── Information supplied ──

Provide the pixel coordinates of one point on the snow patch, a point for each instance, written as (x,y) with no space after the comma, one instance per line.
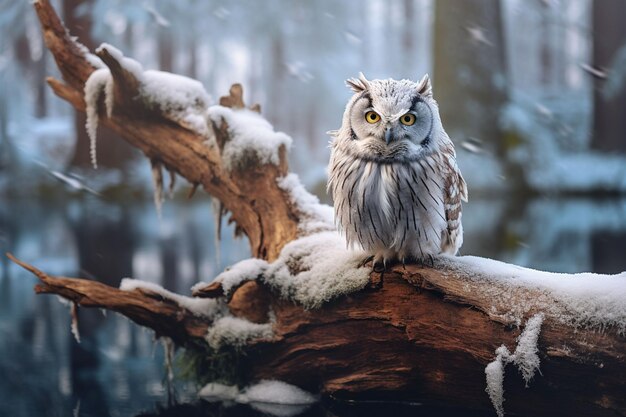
(315,269)
(181,99)
(277,392)
(219,392)
(586,299)
(316,217)
(231,278)
(525,358)
(201,307)
(252,138)
(236,332)
(310,270)
(98,82)
(269,396)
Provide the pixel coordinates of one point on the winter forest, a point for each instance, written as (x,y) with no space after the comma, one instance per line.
(533,95)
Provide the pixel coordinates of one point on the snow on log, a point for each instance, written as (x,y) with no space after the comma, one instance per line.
(305,311)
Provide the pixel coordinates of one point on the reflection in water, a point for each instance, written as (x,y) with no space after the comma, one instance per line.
(117,369)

───

## Exercise aim:
Give exactly the lines from the one with "Provide the pixel coordinates of one point on the winter" to the end of the entries, nothing before them.

## The reply:
Provide the pixel coordinates of one point on the winter forest, a point for each instance, written as (x,y) with no space after the comma, one instance per line.
(533,95)
Provide the pixel coordinates of one point on the snow on log, a point for each instance, written as (x,y) with no space after the comma, one instance per line.
(305,311)
Provide the pixel coordinates of one point on the reflection in water, a point for each instance, written as (x,y) with no space after the comma, one instance per line.
(117,369)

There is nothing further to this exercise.